_GIVEN EXERCISE:_
Can you turn the data below into a Markdown table with a "Row" column holding the row number and a "Line" column holding the line? Skip blank lines and leave the pictures out.

◇ ◇ ◇ ◇ ◇ ◇ ◇

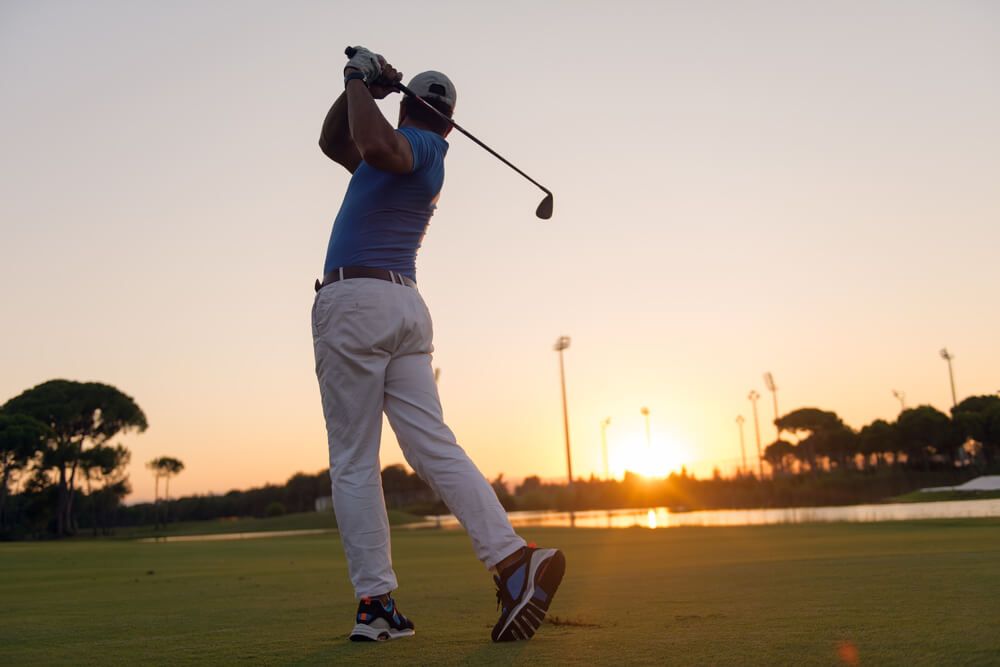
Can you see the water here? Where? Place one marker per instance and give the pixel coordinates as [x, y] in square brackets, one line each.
[662, 517]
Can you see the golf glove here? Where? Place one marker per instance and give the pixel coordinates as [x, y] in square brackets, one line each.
[368, 63]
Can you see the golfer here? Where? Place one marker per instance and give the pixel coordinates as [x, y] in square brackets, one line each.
[372, 341]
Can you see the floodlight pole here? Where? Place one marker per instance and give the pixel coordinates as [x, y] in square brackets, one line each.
[773, 388]
[604, 445]
[561, 344]
[743, 448]
[948, 356]
[756, 425]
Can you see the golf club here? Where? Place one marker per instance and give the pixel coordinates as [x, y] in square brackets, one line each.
[544, 210]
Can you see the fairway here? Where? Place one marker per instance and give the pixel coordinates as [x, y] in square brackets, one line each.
[899, 593]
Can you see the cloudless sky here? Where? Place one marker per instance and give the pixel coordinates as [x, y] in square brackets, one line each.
[806, 188]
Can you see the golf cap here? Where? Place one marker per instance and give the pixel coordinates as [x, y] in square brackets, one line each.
[434, 84]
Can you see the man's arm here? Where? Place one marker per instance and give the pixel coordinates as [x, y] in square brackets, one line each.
[374, 138]
[335, 138]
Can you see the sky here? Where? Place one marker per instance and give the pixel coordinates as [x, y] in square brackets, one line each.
[805, 188]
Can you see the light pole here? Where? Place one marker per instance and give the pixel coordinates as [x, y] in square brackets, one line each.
[773, 388]
[743, 447]
[561, 345]
[756, 425]
[644, 411]
[948, 356]
[604, 444]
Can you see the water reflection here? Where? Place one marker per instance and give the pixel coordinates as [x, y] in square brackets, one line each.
[662, 517]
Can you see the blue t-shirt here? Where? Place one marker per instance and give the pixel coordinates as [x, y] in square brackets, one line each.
[384, 216]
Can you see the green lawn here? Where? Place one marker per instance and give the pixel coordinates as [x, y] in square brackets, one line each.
[919, 593]
[298, 521]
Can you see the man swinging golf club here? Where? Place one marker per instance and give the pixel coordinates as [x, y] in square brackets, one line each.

◇ ◇ ◇ ◇ ◇ ◇ ◇

_RESULT FOR THIS TASK:_
| Row | Line |
|---|---|
| 1 | Can you see the water here? Where? Place one marker per instance and give the pixel coordinates as [x, y] in square brackets, one line each. |
| 2 | [662, 517] |
| 3 | Can you see the golf glove here? Where? Place one marker per instance and give the pixel coordinates as [x, y] in square brackets, one line each. |
| 4 | [368, 63] |
| 5 | Can you see the golfer here? Where? Place one marker per instance and give the pixel coordinates as [x, y] in square brackets, one line each. |
| 6 | [372, 341] |
| 7 | Can you see the floodlight pole here? Where? Place one marker per instance and give the pixel coordinates as [x, y] in square brackets, one line each. |
| 8 | [773, 388] |
| 9 | [604, 445] |
| 10 | [561, 344] |
| 11 | [743, 448] |
| 12 | [948, 356] |
| 13 | [756, 425] |
| 14 | Can you see the golf club here? Where? Place one marker per instance and give the pixel coordinates as [x, y] in square brackets, one line each. |
| 15 | [544, 210] |
| 16 | Can you see the fairway here? Where? Place one marker per instance and give the pixel coordinates as [x, y] in square brackets, one line each. |
| 17 | [899, 593] |
| 18 | Can you see the cloudless sky here? Where? Place one marker per instance and give the pixel coordinates as [x, y] in square brackets, one line each. |
| 19 | [806, 188] |
| 20 | Can you see the golf cap here? Where? Place one marker per instance and give the pixel coordinates as [x, y] in square brackets, one line each. |
| 21 | [434, 84] |
| 22 | Can you see the man's arm here? Where? Place one marker per instance and give the pixel coordinates as [x, y] in square brackets, one line each. |
| 23 | [374, 138] |
| 24 | [335, 138] |
| 25 | Can you see the sky here? Where? Place one marker per instance and give the pixel coordinates as [x, y] in square brackets, one line each. |
| 26 | [805, 188] |
| 27 | Can you see the light pole here? Where? Place one marker per instance and give the pixel coordinates as [x, y] in square brackets, one line each. |
| 28 | [773, 388] |
| 29 | [743, 447] |
| 30 | [561, 345] |
| 31 | [756, 425] |
| 32 | [644, 411] |
| 33 | [948, 356] |
| 34 | [604, 444] |
| 35 | Can you see the water reflection here? Where? Place one marker per instance and give the pixel coordinates as [x, y] in square brackets, one line each. |
| 36 | [662, 517] |
| 37 | Can you see the blue t-shirt here? Where? Place one marker per instance and give the pixel coordinates as [x, y] in square brackets, one line each. |
| 38 | [384, 216] |
| 39 | Can you see the green lawn here? Where? Place one marker per instance and give the pixel coordinates as [x, y] in square brackets, one line each. |
| 40 | [919, 593] |
| 41 | [298, 521] |
| 42 | Can you see the man swinging golf club here? Where? Place one marker per instance and give the pixel coordinates as [x, y] in square brackets, one line each. |